● Work to complete
• 1. According to the Orin Nano CUDA guide, what is the memory bandwidth of the Jetson Orin Nano 8GB?
• 2. Pick up the Orin Nano CUDA guide right after its last line and keep writing.

Orin Nano 8GB -- CUDA Programming Deep Dive¶
Scope: Production-level CUDA programming on Jetson Orin Nano 8GB (T234 SoC) -- toolchain, kernel authoring, memory optimization, profiling, camera zero-copy, TensorRT integration, and production patterns.
Prerequisites: Familiarity with Orin Nano memory architecture (unified memory, CMA, SMMU) and C/C++. JetPack 6.x installed.
Table of Contents¶
- CUDA on Jetson vs Discrete GPU
- Jetson CUDA Toolchain
- Ampere Architecture on Orin Nano
- Tensor Cores
- Unified Memory Deep Dive
- Memory Access Patterns
- Writing Your First CUDA Kernel on Jetson
- Convolution Kernel
- CUDA Streams and Concurrency
- Synchronization Primitives
- CUDA + Camera Zero-Copy
- CUDA + TensorRT Integration
- Nsight Systems Profiling
- Nsight Compute
- Common Optimization Techniques
- Power-Aware CUDA Programming
- Debugging CUDA on Jetson
- Production CUDA Patterns
- References
1. CUDA on Jetson vs Discrete GPU¶
The critical mental-model shift: there is no PCIe bus between CPU and GPU. They share the same physical LPDDR5.
| Property | Discrete GPU (e.g. A100) | Jetson Orin Nano 8GB |
|---|---|---|
| Memory | Separate VRAM (HBM/GDDR) | Shared 8GB LPDDR5 |
| CPU-GPU transfer | PCIe/NVLink DMA | No transfer -- same DRAM |
cudaMemcpy H2D/D2H |
Real DMA copy | memcpy within DRAM (no bus crossing) |
| Memory bandwidth | 2 TB/s (A100 HBM) | 68 GB/s shared CPU + GPU + DLA + ISP |
cudaMallocManaged |
Page migration over PCIe | Pages already in unified pool |
| Power envelope | 300-700 W system | 7-15 W module |
| SM count | 108 (A100) | 8 SMs (1024 CUDA cores) |
Practical consequences: prefer cudaMallocManaged or zero-copy over explicit cudaMemcpy. Bandwidth is the bottleneck -- 68 GB/s is shared across all engines. Kernel launch overhead is proportionally larger; fuse aggressively.
2. Jetson CUDA Toolchain¶
2.1 Verification and Compilation¶
nvcc --version # JetPack 6.x ships CUDA 12.2+
nvcc -arch=sm_87 -O2 -o my_kernel my_kernel.cu # sm_87 = Orin Nano
# Key flags:
# -arch=sm_87 Ampere GA10B compute capability 8.7
# --ptxas-options=-v Show register/shared memory usage per kernel
# -use_fast_math Fast but less precise (use with care)
2.2 Cross-Compilation from x86 Host¶
/usr/local/cuda-12.2/bin/nvcc -arch=sm_87 \
--compiler-bindir=/usr/bin/aarch64-linux-gnu-g++ \
-O2 -o my_kernel my_kernel.cu
2.3 CMakeLists.txt Template¶
cmake_minimum_required(VERSION 3.18)

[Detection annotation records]
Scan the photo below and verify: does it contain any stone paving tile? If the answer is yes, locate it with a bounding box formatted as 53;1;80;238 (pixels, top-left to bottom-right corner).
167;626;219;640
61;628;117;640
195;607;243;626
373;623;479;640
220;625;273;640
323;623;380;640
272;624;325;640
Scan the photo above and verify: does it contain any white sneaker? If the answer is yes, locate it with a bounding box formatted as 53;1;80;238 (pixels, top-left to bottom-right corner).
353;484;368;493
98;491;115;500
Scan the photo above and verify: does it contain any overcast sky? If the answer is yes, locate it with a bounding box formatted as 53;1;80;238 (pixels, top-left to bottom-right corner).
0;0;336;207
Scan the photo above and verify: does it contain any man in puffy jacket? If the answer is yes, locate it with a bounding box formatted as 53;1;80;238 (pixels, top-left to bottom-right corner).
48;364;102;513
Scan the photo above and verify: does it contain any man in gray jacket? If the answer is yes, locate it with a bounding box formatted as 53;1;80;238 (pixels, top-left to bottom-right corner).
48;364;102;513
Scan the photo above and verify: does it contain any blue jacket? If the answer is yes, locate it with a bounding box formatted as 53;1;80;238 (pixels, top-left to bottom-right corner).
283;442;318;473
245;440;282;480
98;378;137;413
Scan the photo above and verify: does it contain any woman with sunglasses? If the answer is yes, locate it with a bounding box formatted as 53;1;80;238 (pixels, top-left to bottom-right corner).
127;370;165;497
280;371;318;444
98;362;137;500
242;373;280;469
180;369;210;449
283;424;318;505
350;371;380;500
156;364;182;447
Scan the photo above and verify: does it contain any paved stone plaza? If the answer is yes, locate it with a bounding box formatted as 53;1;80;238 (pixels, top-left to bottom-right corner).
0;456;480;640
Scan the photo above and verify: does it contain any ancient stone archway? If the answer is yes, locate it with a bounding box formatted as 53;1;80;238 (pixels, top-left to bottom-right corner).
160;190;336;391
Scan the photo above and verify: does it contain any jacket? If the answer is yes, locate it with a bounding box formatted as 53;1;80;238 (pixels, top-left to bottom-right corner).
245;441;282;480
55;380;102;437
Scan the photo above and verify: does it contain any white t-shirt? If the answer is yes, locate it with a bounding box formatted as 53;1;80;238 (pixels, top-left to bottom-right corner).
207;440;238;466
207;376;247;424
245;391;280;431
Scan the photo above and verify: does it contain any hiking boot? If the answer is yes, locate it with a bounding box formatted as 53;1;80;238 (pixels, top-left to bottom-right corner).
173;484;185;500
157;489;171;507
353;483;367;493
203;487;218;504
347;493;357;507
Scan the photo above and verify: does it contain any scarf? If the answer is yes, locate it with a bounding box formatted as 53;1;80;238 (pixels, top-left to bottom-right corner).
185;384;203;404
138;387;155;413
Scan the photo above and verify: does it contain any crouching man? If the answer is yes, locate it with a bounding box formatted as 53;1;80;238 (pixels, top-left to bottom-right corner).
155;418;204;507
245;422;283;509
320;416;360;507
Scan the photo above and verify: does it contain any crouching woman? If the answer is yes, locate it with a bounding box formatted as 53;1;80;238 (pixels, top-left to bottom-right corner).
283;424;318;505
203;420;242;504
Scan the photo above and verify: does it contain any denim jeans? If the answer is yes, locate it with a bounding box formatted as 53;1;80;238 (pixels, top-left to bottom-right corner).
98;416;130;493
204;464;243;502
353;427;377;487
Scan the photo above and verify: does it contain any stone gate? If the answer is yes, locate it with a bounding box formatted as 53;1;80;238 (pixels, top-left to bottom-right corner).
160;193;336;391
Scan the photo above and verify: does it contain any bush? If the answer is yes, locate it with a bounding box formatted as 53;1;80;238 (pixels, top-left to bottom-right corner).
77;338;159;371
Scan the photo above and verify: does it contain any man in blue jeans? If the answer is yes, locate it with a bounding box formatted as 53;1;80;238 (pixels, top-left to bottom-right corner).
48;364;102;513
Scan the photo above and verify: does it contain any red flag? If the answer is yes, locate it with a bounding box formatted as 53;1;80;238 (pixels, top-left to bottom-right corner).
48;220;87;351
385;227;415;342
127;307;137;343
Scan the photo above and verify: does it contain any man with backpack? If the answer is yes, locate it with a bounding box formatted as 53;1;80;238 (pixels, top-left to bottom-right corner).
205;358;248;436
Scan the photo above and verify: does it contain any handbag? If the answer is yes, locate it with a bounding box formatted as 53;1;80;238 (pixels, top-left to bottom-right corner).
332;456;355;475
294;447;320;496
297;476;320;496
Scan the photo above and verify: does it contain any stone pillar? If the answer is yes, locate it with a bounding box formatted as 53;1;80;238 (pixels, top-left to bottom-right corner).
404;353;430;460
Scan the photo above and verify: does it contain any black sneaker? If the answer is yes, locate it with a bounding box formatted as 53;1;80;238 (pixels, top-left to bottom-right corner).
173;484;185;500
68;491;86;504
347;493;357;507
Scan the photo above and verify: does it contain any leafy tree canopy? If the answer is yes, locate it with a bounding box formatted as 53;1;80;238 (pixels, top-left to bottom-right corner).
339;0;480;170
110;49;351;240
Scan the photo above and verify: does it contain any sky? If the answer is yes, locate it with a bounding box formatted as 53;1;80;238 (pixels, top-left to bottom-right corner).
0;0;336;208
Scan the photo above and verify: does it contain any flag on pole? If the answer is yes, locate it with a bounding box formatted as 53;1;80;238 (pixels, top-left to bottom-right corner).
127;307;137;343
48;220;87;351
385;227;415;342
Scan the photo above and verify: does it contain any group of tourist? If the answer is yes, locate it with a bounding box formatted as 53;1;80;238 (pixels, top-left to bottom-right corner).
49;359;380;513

● Task responses
• 1. 68 GB/s, shared by the CPU, GPU, DLA and ISP.

• 2.
project(jetson_cuda LANGUAGES CXX CUDA)
set(CMAKE_CUDA_ARCHITECTURES 87)
set(CMAKE_CUDA_STANDARD 17)
add_executable(my_kernel src/my_kernel.cu)
target_link_libraries(my_kernel PRIVATE cuda cudart)
3. Ampere Architecture on Orin Nano¶
Cut-down GA10B (Ampere), compute capability sm_87.
| Resource | Value | Resource | Value |
|---|---|---|---|
| SMs | 8 | Tensor Cores/SM | 4 (3rd-gen) |
| CUDA cores/SM | 128 (4x32 FP32) | Max threads/SM | 1536 |
| Total CUDA cores | 1024 | Warp size | 32 |
| Registers/SM | 65536 (32-bit) | Shared mem/SM | Up to 164 KB |
| L2 cache | 512 KB | Max clock | ~625 MHz |
Thread hierarchy: Grid -> Block (up to 1024 threads) -> Warp (32 threads) -> Thread. Each SM has 4 sub-partitions, each with its own warp scheduler, 32 FP32 ALUs, and 1 Tensor Core. Shared resources: L1/shared memory (164 KB configurable) and register file (256 KB).
Register pressure: 65536 regs / 1536 max threads = 42 regs/thread before occupancy drops. Check with nvcc --ptxas-options=-v -arch=sm_87 kernel.cu.
4. Tensor Cores¶
Fixed-function D = A * B + C units. FP16: 16x8x16 tile, 256 FMAs/TC/cycle. INT8: 16x8x32, 512 MACs. TF32: 16x8x8, 128 FMAs.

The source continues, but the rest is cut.